[TASK TO CARRY OUT]
All entries below must be written out verbatim, and the images must be dropped.

....

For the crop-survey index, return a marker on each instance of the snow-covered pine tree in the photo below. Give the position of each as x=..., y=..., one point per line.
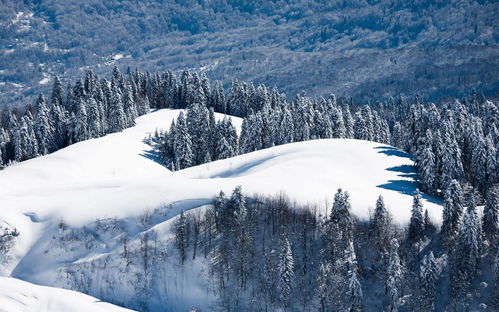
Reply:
x=492, y=167
x=349, y=123
x=129, y=106
x=285, y=269
x=416, y=225
x=43, y=126
x=323, y=287
x=393, y=283
x=116, y=115
x=181, y=230
x=182, y=145
x=57, y=97
x=491, y=215
x=452, y=167
x=380, y=226
x=425, y=162
x=452, y=212
x=429, y=278
x=466, y=258
x=223, y=149
x=354, y=293
x=81, y=122
x=94, y=119
x=59, y=120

....

[ANSWER BOX]
For the crop-survey index, return a marker on each instance of the snow-covered pine tree in the photo below. Give the position of each as x=..., y=..., one point per line.
Reply:
x=492, y=167
x=349, y=123
x=129, y=106
x=285, y=269
x=416, y=225
x=43, y=126
x=323, y=287
x=393, y=283
x=116, y=115
x=181, y=230
x=182, y=145
x=57, y=97
x=491, y=215
x=452, y=167
x=380, y=226
x=425, y=162
x=452, y=212
x=429, y=278
x=466, y=258
x=223, y=149
x=354, y=293
x=81, y=122
x=94, y=119
x=59, y=120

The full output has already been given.